» Brief: Report every line in the listing below where the string "railing" shows up.

----- Records provided

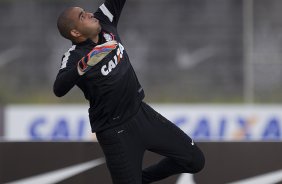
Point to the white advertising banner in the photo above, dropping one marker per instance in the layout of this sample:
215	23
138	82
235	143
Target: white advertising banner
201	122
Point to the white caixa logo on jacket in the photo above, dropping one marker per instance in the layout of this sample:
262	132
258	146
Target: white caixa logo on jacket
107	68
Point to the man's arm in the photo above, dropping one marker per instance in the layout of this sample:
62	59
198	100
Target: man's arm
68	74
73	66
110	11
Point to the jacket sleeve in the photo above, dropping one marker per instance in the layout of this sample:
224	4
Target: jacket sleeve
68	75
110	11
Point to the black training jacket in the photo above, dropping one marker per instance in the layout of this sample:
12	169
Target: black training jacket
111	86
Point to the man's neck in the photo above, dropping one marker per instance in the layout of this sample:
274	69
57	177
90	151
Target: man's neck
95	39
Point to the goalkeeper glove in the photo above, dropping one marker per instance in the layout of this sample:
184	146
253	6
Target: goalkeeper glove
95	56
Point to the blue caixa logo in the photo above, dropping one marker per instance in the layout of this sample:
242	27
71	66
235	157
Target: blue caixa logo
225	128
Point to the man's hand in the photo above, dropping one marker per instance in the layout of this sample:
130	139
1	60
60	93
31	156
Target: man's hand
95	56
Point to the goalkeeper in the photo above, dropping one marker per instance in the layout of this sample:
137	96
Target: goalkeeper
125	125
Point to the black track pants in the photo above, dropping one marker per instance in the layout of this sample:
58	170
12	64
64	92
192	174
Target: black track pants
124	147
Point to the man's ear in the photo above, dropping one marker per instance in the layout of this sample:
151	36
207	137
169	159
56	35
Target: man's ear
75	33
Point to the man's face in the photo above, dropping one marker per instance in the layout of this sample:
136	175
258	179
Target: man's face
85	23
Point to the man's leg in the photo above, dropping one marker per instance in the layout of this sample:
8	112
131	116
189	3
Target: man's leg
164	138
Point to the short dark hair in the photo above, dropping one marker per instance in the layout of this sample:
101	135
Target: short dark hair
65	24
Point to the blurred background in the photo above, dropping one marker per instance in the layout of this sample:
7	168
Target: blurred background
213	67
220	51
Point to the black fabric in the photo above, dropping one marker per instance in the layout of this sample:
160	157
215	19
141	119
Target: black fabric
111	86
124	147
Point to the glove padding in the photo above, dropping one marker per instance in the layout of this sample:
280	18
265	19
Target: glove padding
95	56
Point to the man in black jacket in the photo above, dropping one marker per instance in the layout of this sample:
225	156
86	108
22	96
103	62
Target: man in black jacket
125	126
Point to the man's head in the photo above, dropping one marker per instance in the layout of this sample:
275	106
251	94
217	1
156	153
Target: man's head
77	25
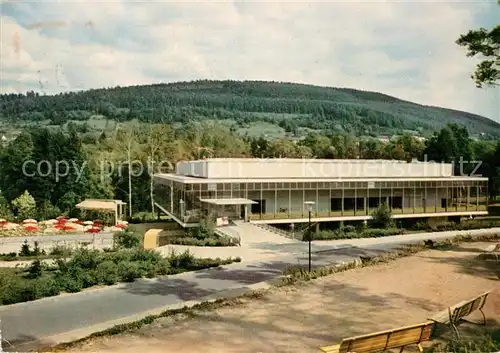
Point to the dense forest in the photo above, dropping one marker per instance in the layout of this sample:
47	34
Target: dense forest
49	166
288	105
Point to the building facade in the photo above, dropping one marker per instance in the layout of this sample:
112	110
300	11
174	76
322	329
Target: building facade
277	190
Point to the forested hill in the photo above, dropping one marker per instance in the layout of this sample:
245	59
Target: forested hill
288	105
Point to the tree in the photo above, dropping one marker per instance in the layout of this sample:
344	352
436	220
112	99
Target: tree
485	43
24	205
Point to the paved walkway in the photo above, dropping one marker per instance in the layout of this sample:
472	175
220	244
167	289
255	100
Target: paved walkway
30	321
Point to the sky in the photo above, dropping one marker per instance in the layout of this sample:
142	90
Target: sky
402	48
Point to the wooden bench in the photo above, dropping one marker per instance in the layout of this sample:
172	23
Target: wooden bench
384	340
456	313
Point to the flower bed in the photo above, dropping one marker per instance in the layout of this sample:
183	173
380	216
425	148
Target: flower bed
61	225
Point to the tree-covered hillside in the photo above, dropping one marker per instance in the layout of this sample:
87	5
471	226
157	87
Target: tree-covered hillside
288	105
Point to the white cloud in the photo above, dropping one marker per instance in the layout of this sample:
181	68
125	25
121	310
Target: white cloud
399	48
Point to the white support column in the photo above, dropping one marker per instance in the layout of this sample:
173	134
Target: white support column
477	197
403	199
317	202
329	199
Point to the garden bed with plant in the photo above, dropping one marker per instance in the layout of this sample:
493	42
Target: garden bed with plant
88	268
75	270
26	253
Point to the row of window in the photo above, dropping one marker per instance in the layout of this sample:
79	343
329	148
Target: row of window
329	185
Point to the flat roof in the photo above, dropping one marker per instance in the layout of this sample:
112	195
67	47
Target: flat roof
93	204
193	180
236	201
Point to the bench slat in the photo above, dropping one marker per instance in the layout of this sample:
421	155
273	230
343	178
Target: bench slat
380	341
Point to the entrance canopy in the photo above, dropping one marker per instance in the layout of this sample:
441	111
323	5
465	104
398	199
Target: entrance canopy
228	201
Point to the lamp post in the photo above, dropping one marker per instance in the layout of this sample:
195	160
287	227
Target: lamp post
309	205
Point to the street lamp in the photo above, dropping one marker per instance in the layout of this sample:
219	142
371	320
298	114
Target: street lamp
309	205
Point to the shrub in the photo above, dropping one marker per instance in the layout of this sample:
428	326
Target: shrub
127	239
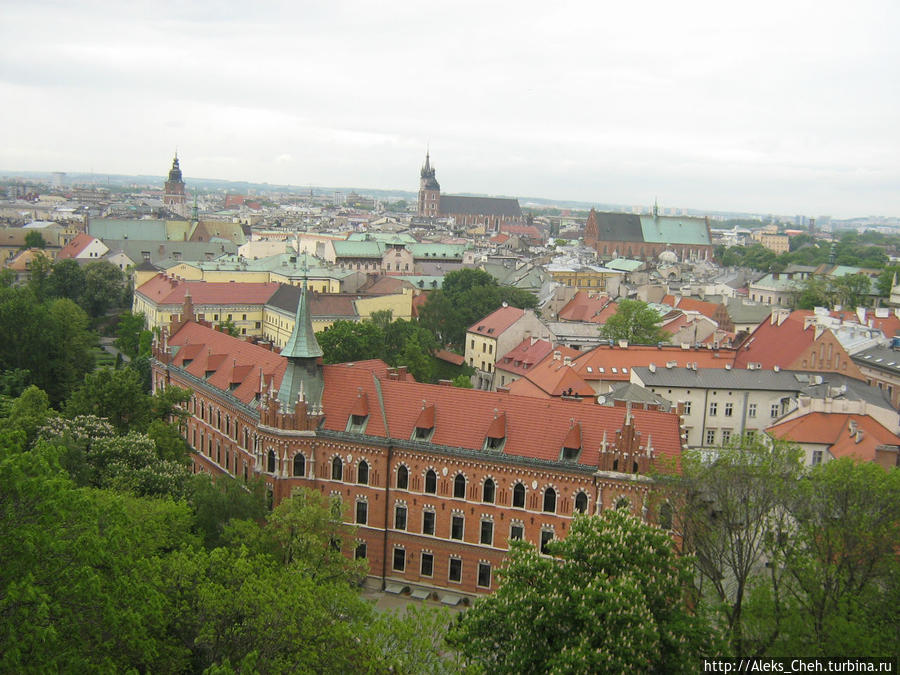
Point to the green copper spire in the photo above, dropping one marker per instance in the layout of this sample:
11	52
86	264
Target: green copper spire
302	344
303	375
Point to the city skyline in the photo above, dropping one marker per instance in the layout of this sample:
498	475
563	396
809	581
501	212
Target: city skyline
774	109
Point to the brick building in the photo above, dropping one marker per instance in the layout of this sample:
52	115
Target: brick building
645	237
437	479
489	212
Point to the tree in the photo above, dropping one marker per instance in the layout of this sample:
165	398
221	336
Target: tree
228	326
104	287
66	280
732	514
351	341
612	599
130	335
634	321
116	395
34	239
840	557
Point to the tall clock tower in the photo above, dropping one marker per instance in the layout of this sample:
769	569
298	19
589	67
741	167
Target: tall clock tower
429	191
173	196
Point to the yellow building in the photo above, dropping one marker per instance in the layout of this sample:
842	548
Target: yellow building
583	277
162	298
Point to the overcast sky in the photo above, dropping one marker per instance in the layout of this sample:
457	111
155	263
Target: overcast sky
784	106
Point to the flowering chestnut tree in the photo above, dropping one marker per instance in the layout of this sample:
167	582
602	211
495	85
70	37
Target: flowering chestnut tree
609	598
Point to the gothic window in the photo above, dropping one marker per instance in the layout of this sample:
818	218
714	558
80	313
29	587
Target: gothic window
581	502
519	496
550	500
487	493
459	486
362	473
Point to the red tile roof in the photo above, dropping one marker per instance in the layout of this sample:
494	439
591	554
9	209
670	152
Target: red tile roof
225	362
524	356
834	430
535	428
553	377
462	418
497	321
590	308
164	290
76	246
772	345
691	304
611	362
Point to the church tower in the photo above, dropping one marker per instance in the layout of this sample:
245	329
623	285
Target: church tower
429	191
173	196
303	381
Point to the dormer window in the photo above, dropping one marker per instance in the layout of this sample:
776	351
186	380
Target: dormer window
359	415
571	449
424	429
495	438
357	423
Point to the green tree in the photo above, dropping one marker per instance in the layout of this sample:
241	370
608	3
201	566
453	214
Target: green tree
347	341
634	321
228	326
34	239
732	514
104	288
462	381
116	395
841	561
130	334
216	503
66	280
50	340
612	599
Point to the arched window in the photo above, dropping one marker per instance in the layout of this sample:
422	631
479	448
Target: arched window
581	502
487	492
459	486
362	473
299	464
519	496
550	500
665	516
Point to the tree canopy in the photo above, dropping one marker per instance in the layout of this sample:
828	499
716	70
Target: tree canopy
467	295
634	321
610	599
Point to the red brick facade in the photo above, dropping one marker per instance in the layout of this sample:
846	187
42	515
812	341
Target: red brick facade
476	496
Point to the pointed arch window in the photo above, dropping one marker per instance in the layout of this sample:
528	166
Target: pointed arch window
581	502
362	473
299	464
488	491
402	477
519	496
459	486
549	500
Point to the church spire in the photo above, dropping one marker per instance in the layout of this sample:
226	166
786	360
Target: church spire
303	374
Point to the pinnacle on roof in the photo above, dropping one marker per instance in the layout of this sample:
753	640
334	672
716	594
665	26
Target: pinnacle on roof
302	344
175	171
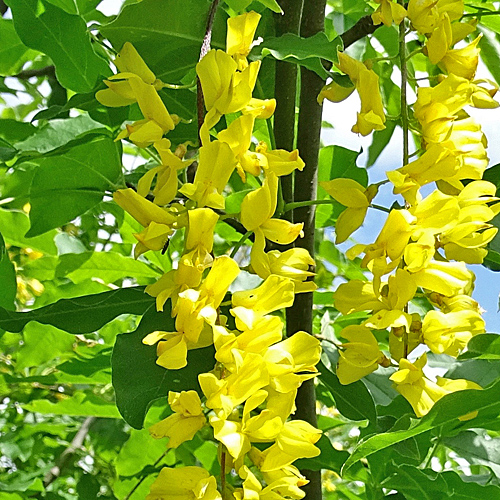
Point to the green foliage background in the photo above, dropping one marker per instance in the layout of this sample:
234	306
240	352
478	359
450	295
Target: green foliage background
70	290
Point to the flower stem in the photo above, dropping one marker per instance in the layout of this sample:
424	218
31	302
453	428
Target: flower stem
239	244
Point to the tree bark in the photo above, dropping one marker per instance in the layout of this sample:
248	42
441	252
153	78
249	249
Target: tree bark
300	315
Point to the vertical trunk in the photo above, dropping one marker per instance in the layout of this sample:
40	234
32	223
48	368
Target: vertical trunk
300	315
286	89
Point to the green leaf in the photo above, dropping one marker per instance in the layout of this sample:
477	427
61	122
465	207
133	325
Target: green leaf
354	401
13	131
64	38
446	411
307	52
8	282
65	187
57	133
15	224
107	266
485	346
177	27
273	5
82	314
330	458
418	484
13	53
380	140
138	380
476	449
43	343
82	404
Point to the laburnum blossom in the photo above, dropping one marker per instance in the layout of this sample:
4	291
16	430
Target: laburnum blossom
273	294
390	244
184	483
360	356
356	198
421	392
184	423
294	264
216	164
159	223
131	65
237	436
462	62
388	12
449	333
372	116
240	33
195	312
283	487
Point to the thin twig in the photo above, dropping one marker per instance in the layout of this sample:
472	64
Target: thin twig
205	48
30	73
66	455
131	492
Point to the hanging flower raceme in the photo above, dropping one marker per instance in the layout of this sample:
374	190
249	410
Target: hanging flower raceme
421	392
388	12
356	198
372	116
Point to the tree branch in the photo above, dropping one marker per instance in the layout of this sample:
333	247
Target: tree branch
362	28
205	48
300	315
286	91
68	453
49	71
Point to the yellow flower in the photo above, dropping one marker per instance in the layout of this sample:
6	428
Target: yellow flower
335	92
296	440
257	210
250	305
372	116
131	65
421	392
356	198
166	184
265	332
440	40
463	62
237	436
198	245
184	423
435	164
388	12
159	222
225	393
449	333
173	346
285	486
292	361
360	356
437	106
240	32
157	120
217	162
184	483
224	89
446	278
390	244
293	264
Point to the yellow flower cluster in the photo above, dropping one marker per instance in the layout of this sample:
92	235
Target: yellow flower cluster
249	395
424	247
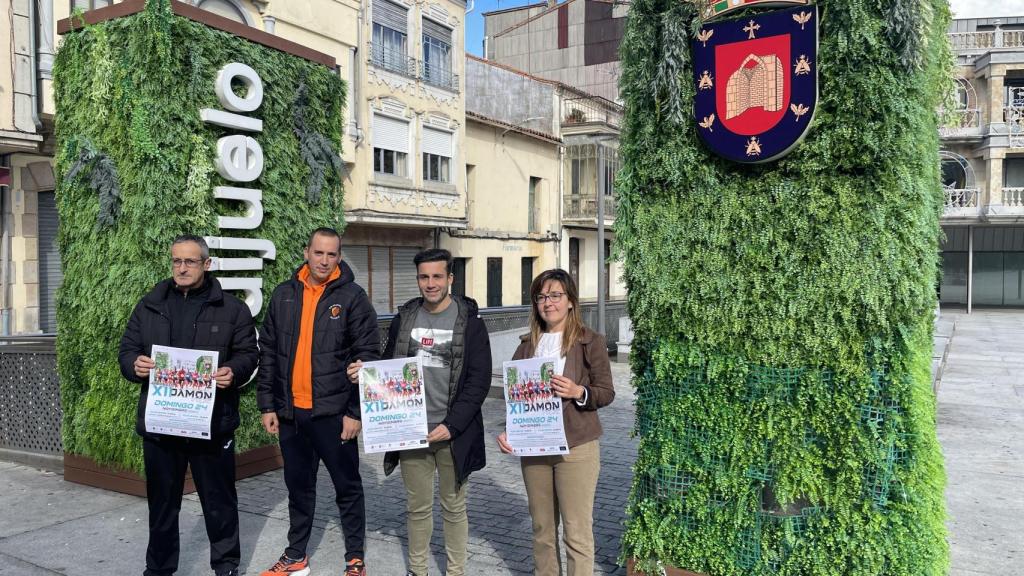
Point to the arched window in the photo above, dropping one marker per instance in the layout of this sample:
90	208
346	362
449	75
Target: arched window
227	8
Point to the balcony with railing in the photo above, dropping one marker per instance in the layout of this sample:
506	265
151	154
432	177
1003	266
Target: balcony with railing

----------

» Written answer:
Point to the balcony with railing in the photo above, dropping one marker per instance in the layout of this sample:
Target: balcony with railing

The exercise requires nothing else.